## EXERCÍCIO PROPOSTO A
Localize nas linhas abaixo todas as que contêm a palavra "wooden" e copie cada uma delas. Maiúsculas e minúsculas devem ser diferenciadas.

## TRECHO FORNECIDO

|---|

Agora, de segunda a sexta, logo de manhãzinha, pego a estrada e vou fazer minha caminhada. Na contramão do meu caminho, motoristas nervosos, raivosos, descendo para o Centro para encarar mais um dia de trabalho.

O simples ato de caminhar, mais que uma exigência do meu cardiologista, é um privilégio, apesar da tristeza de ver o esgoto poluindo e o lixo esparramado enfeiando a cidade.

Mas, se a vida já me deu régua e compasso, sigo no meu passo.

Caminho, dentro e fora de mim, em busca de sinais de ressurreição. É a vida pedindo passagem.

Contemplativo na ação e ativo na contemplação, acelero os passos e fico atento aos companheiros de caminhada. Passam por mim, indo e vindo, e capturo no ar o que dizem. São fragmentos apenas, frases truncadas, palavras partidas pela respiração entrecortada, sentimentos voláteis, fugidios, que vão se desintegrando ao ritmo desencontrado de pés que vão e vem.

|---|

## DADOS ARMAZENADOS
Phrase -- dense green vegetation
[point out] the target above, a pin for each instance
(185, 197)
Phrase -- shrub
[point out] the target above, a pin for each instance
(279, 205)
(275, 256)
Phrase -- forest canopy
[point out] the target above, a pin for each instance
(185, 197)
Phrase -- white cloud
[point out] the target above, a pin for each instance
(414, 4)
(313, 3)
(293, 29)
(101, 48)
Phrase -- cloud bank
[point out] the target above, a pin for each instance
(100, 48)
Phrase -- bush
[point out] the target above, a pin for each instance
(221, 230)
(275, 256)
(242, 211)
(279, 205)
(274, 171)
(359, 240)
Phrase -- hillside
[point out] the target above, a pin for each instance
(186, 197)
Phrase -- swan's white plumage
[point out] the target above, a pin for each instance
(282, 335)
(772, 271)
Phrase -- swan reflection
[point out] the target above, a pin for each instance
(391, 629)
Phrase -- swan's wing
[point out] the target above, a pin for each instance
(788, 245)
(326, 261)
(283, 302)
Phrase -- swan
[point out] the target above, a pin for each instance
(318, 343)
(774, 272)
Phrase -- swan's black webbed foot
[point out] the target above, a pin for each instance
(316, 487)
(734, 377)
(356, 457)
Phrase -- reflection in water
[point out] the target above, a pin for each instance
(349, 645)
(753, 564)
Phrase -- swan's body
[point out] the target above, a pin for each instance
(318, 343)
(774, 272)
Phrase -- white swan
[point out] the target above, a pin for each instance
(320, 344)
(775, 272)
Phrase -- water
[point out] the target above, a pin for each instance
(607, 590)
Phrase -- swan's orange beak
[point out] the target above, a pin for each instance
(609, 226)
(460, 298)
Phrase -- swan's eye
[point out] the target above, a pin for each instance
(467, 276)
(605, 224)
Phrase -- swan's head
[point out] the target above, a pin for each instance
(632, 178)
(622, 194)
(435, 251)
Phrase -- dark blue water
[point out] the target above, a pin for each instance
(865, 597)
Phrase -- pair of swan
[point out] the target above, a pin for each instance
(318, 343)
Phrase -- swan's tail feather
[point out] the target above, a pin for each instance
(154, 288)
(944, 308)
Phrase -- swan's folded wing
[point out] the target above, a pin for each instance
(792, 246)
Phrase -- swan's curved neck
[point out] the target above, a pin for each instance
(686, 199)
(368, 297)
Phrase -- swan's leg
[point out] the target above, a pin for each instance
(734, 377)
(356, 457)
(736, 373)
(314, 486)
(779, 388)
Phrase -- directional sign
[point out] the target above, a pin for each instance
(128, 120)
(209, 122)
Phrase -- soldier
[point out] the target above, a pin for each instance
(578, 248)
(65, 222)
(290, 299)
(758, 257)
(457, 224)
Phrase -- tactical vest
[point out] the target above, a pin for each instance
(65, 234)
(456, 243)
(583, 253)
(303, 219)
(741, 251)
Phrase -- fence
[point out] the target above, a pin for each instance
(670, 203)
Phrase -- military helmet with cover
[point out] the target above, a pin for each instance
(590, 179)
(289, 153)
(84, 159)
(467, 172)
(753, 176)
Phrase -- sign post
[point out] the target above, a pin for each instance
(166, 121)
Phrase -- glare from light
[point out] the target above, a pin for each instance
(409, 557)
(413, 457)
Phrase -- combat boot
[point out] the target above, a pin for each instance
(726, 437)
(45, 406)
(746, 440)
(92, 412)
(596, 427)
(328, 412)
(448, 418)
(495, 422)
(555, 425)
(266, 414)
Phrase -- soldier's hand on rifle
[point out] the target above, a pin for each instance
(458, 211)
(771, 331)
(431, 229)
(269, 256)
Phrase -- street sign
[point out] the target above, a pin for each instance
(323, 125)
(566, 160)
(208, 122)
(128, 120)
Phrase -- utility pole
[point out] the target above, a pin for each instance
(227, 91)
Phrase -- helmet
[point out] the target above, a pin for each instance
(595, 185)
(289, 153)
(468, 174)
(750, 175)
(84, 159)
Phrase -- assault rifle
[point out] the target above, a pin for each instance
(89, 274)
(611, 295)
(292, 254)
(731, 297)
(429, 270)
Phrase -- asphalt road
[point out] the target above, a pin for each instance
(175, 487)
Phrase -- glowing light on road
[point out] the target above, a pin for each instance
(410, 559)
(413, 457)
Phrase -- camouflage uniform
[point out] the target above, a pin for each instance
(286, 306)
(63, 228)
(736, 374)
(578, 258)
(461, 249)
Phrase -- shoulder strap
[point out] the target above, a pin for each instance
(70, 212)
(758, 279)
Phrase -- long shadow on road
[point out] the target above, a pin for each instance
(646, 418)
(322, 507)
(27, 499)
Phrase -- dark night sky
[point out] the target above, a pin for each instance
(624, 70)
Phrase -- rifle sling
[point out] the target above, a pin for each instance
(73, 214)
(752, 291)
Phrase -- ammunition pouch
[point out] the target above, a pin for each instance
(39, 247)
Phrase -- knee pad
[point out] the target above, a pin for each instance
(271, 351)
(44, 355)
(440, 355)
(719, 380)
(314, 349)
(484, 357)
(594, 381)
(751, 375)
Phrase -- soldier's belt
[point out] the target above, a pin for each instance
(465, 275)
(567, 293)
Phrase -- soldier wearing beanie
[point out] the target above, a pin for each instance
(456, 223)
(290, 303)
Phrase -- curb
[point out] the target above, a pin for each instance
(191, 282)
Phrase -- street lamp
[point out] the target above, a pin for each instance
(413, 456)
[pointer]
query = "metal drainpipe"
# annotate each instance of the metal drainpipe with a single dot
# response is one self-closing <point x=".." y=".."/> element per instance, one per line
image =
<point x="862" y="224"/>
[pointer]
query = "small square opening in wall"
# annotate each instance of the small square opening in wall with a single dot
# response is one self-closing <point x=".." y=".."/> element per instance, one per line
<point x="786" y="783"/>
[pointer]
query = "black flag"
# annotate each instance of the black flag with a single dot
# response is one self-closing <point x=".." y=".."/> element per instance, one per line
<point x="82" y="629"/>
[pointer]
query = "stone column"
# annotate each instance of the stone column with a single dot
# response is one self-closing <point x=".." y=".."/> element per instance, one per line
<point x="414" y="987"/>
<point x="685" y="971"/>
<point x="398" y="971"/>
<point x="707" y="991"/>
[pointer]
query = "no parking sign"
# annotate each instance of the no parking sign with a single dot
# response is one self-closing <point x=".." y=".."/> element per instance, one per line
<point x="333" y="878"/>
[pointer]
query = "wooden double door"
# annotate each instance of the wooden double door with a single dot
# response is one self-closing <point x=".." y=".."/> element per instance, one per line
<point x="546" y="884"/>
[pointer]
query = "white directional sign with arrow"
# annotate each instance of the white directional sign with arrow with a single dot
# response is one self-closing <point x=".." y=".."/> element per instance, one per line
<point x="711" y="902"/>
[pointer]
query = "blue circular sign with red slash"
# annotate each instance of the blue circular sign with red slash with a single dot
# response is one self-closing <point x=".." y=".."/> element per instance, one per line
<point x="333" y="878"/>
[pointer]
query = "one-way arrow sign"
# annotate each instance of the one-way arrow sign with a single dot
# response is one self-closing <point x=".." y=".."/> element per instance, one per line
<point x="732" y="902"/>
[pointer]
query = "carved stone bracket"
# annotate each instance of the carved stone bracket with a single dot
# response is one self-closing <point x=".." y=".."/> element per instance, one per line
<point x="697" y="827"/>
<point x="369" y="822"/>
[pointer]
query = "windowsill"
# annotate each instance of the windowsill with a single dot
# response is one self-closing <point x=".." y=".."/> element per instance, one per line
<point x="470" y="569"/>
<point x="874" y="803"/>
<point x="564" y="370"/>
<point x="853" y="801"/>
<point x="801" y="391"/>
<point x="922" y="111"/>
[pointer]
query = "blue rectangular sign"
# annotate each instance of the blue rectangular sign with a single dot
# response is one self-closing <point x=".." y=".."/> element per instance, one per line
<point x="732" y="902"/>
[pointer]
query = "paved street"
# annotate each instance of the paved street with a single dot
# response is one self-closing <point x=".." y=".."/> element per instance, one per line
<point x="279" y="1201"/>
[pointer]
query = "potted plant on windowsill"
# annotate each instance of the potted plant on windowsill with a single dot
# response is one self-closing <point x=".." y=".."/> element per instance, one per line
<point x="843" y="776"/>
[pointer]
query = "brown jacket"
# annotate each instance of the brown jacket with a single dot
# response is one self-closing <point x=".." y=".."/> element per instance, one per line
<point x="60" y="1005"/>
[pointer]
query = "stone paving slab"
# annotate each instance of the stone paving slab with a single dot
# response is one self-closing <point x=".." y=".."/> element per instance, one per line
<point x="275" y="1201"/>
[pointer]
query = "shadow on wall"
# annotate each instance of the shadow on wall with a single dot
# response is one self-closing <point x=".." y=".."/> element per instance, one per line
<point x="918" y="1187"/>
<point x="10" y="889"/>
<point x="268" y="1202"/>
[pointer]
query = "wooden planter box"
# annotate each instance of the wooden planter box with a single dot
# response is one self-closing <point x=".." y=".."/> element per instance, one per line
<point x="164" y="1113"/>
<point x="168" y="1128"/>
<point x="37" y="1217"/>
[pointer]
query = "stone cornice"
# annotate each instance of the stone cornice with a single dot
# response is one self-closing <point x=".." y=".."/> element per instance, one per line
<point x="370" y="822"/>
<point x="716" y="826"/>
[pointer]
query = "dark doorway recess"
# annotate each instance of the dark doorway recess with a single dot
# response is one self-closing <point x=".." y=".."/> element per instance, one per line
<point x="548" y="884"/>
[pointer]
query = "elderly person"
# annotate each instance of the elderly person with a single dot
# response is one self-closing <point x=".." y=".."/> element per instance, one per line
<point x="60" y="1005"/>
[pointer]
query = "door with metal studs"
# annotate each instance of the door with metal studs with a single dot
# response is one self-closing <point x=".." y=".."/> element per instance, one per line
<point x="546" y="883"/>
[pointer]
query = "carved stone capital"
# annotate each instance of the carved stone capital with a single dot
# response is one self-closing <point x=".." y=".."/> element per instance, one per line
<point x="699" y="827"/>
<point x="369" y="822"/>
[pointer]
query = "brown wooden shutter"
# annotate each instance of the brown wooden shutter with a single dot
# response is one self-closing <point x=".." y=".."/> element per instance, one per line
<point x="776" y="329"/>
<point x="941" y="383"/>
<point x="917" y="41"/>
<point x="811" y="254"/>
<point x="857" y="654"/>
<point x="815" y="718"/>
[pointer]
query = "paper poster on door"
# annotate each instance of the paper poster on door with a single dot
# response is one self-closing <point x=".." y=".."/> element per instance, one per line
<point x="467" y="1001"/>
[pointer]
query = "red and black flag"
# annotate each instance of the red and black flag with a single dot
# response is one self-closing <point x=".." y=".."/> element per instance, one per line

|---|

## EXERCÍCIO PROPOSTO B
Com base no trecho fornecido, explique por que as palavras que quem narra capta dos companheiros de caminhada chegam partidas.

## RESPOSTA ESCRITA A
query = "wooden double door"
# annotate each instance of the wooden double door with a single dot
query = "wooden planter box"
# annotate each instance of the wooden planter box with a single dot
query = "brown wooden shutter"
# annotate each instance of the brown wooden shutter with a single dot

## RESPOSTA ESCRITA B
As palavras chegam partidas pela respiração entrecortada de quem caminha. Por isso, o que se captura no ar são apenas fragmentos e frases truncadas.